*** Opening Source records ***
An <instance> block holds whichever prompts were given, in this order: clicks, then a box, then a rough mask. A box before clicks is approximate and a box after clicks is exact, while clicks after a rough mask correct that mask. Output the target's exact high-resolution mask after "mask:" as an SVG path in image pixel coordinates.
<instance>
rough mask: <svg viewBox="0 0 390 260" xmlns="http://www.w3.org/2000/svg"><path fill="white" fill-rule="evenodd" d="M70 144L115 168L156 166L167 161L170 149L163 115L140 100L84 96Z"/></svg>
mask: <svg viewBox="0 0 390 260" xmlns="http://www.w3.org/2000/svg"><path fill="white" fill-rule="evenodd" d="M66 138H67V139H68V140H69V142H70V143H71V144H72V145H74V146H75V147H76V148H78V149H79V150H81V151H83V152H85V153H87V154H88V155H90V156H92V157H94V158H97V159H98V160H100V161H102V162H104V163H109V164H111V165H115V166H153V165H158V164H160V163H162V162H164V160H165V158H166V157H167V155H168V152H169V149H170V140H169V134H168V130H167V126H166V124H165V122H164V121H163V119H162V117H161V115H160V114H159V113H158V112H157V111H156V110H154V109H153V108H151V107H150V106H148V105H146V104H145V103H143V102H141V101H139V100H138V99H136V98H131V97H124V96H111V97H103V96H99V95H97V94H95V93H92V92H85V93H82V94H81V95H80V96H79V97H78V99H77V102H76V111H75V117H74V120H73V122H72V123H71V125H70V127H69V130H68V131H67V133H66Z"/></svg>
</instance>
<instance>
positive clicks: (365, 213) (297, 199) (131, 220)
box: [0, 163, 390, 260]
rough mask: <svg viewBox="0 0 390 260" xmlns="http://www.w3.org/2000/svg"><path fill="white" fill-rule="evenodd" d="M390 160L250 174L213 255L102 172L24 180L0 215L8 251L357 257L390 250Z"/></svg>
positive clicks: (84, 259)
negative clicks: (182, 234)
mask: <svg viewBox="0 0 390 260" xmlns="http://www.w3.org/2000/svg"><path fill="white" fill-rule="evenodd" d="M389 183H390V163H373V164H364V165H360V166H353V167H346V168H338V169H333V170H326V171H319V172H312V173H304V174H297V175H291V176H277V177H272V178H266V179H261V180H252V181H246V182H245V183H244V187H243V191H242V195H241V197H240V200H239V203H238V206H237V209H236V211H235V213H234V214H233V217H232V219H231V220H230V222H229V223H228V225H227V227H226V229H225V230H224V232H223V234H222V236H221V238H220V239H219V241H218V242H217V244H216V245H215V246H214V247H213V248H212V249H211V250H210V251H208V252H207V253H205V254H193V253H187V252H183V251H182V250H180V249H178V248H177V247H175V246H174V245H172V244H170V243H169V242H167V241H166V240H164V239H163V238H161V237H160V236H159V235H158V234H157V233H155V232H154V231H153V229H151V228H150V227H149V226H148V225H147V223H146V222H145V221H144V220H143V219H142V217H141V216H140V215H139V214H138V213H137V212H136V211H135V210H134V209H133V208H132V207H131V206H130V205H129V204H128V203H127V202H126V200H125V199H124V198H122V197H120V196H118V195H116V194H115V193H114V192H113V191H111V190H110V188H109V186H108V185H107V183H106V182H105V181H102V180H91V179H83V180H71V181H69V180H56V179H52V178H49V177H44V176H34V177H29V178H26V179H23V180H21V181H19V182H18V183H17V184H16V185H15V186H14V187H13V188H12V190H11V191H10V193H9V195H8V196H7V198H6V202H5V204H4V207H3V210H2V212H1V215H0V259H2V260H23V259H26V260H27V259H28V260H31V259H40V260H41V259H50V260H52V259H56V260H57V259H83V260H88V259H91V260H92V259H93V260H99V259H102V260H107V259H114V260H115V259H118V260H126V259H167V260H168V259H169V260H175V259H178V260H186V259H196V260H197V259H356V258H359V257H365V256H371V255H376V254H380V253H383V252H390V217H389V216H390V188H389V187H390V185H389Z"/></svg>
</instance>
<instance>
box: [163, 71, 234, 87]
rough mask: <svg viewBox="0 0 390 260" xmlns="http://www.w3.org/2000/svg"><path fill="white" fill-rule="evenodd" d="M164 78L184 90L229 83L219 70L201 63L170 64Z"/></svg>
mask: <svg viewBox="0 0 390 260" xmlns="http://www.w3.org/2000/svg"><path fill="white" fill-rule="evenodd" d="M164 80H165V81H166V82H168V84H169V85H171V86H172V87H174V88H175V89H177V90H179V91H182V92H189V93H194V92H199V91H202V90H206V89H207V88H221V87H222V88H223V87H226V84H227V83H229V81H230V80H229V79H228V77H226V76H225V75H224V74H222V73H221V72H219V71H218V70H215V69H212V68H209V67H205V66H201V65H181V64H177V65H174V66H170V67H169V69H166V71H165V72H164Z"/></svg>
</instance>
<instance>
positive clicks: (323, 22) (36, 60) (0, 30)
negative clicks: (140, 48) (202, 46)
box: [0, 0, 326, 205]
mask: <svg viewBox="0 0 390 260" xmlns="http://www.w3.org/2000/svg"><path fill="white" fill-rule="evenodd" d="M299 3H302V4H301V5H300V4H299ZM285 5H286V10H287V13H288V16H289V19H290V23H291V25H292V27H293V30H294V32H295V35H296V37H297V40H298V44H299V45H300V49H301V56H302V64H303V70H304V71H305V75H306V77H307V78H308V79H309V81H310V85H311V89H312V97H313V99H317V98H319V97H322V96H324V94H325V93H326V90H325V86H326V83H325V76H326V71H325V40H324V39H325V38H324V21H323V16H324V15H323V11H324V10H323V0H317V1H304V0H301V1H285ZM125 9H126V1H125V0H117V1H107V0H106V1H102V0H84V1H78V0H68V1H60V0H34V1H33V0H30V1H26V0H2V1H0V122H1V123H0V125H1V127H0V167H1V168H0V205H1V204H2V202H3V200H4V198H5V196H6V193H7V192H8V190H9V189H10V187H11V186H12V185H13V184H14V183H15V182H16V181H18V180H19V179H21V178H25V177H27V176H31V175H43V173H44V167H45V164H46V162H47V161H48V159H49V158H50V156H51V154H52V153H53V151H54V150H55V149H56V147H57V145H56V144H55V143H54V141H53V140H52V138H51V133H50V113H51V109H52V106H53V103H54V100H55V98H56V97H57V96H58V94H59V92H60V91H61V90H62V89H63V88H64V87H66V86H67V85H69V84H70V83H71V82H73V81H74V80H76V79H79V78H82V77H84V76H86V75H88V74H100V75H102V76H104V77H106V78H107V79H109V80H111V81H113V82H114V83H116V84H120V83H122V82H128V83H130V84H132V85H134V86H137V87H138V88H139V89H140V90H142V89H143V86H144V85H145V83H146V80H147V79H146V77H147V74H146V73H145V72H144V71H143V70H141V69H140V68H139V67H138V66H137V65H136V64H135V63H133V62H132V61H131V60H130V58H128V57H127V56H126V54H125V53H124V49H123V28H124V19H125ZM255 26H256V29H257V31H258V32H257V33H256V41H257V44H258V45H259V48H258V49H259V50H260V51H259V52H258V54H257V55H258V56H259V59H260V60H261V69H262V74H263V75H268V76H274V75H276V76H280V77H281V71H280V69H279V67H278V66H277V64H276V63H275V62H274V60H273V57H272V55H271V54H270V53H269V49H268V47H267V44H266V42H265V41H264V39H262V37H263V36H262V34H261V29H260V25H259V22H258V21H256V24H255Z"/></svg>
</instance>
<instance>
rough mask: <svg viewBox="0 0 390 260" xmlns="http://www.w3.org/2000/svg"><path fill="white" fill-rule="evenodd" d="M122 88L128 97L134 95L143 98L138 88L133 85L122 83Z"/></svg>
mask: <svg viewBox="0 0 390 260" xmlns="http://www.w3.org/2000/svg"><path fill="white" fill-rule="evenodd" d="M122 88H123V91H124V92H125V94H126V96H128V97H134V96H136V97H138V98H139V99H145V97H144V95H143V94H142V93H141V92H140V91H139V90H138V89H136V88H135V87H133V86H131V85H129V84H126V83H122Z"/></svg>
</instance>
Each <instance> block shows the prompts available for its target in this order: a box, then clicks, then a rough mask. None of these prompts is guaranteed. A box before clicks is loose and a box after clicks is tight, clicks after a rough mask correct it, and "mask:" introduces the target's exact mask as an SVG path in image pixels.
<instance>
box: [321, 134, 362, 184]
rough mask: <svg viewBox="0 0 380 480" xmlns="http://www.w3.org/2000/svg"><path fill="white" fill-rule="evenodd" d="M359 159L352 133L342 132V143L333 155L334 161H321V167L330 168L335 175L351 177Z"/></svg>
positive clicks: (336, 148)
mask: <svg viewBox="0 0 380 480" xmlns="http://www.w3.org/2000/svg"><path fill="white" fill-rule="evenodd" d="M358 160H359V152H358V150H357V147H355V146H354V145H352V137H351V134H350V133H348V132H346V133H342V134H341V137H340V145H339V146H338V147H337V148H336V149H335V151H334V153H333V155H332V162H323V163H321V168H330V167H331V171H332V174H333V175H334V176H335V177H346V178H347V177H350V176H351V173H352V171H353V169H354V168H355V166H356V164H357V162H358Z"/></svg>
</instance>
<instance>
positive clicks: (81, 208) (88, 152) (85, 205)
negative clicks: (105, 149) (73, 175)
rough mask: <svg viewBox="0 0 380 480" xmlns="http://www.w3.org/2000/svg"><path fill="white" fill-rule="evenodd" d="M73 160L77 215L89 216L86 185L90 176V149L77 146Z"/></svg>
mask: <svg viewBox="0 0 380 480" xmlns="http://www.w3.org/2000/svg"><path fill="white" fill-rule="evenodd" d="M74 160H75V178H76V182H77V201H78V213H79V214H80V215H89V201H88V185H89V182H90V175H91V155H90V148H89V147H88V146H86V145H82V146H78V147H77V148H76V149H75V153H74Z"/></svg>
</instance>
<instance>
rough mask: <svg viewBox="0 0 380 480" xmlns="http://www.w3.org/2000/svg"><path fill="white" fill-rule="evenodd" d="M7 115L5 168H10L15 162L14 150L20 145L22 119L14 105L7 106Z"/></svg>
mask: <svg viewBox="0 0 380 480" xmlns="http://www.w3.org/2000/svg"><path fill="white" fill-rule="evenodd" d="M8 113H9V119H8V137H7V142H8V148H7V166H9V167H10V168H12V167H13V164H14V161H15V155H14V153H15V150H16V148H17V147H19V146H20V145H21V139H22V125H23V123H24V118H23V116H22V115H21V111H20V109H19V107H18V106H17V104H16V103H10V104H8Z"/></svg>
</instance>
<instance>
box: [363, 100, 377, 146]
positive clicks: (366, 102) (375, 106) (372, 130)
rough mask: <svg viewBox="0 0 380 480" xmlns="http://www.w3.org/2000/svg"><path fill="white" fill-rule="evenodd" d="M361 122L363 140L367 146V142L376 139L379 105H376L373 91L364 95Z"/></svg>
*** Closing Source records ***
#### [Your assignment]
The output should be exactly the lines above from the line containing "159L352 133L342 132V143L333" to the line containing "negative clicks: (105, 149) (73, 175)", inclusive, with no other lines.

#### [Response below]
rough mask: <svg viewBox="0 0 380 480" xmlns="http://www.w3.org/2000/svg"><path fill="white" fill-rule="evenodd" d="M359 159L352 133L342 132V143L333 155L334 161H321V167L330 168L335 175L351 177Z"/></svg>
positive clicks: (336, 148)
mask: <svg viewBox="0 0 380 480" xmlns="http://www.w3.org/2000/svg"><path fill="white" fill-rule="evenodd" d="M358 160H359V152H358V150H357V147H355V146H354V145H352V137H351V134H350V133H348V132H346V133H342V134H341V137H340V145H339V146H338V147H337V148H336V149H335V151H334V153H333V155H332V162H323V163H321V168H330V167H331V171H332V174H333V175H334V176H335V177H346V178H347V177H350V176H351V173H352V171H353V169H354V168H355V166H356V164H357V162H358Z"/></svg>
</instance>
<instance>
positive clicks: (81, 208) (88, 152) (85, 205)
negative clicks: (105, 149) (73, 175)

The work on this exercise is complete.